■ **Study questions**:
a: Summarize the coronavirus crowds report in two sentences.
b: From the coronavirus crowds report, extract the text starting at "Crowds gathering on" and ending at "collecting and dispersing.".

■ **Document passage**:
Crowds gathering on the isle’s seafront and outside pubs and cafes appear to be ignoring government advice on social distancing aimed at slowing the spread of coronavirus (Covid-19).
Despite pub and restaurant closures, the relaxation on planning rules to allow venues to operate a takeaway service has attracted crowds who are not collecting and dispersing.
As of 9am today (March 21), 72,818 people have been tested in the UK, of which 67,800 were confirmed negative and 5,018 were confirmed positive. A total of 233 patients in the UK who tested positive for coronavirus (COVID-19) have died.
In Kent 45 people are confirmed as positive for the virus – up 13 yesterday – with a further 11 in Medway.
Confirmed cases in Thanet include one at Birchington Vale, another in Westgate, and a parent of a Chatham & Clarendon grammar student as well as an uncorfirmed number being treated at QEQM Hospital.
The UK has not yet reached the peak of the virus, estimated to be some 10 weeks away, and steps to halt the spread include closures of schools, hospitality and leisure venues and the advice for social distancing and social isolation.
Despite this, and the rising death toll in affected countries such as Italy, the message is not getting through to everyone.
The scene of people gathered on the seafront was pictured by a shocked isle dentist. They said: “I’m a dentist in a high risk job and people aren’t taking it seriously. I passionately believe people need to take this seriously or we’ll be in a worse state than Italy very soon.”
Similar scenes in Whitstable have been slammed on twitter by Canterbury City Council
We’re aware of scenes of large gatherings today at some licensed premises in Whitstable. We deplore this and are working with the police, and using government regulations, to determine the action we may be able to take as the licensing authority.

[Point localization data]
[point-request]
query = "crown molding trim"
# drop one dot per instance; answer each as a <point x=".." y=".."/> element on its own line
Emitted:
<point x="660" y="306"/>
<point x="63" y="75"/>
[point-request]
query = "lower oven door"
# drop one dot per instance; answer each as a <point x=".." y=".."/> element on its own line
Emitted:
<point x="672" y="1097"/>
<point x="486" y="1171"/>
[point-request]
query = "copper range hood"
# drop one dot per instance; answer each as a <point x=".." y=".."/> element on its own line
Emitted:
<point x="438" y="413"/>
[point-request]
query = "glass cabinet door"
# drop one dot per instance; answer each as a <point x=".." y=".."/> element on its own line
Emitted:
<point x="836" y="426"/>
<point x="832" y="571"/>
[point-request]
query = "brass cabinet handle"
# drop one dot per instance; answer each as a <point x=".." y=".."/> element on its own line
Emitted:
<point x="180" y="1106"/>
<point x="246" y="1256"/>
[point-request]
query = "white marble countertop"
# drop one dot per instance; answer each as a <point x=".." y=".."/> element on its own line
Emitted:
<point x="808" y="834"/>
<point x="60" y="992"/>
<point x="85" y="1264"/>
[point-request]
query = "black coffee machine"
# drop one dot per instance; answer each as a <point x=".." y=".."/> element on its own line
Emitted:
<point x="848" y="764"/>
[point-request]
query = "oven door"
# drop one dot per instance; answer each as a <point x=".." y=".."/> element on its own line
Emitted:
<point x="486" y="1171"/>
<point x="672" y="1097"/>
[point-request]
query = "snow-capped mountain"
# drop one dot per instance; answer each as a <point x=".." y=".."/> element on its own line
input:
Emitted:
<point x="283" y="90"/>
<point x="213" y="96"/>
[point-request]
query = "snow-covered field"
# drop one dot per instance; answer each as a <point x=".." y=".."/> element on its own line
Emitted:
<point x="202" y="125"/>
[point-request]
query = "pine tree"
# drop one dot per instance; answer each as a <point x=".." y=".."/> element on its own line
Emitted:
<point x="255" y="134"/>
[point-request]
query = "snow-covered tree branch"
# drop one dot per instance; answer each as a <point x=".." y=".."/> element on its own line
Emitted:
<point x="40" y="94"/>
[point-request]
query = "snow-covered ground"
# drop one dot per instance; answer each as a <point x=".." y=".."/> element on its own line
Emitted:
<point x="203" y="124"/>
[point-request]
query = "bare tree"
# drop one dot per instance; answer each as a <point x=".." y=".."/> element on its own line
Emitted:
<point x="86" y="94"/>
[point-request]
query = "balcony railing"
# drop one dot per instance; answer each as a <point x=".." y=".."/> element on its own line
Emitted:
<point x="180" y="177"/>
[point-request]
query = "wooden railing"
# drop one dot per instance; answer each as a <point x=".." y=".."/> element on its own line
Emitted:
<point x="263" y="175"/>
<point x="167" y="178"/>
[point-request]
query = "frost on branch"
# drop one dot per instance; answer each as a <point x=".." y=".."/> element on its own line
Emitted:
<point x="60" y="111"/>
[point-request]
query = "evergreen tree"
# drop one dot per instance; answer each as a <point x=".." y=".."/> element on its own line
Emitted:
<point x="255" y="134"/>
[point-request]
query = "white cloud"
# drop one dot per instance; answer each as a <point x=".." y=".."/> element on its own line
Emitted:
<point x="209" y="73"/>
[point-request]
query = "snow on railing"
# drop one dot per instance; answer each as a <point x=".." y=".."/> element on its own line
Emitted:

■ **Task-by-task answers**:
a: Crowds on the isle's seafront and outside pubs and cafes appear to be ignoring government advice on social distancing, with takeaway services drawing people who are not collecting and dispersing. A shocked isle dentist pictured the seafront scene, and Canterbury City Council deplored similar gatherings at licensed premises in Whitstable and is working with the police to determine what action it may take.

b:
Crowds gathering on the isle’s seafront and outside pubs and cafes appear to be ignoring government advice on social distancing aimed at slowing the spread of coronavirus (Covid-19).
Despite pub and restaurant closures, the relaxation on planning rules to allow venues to operate a takeaway service has attracted crowds who are not collecting and dispersing.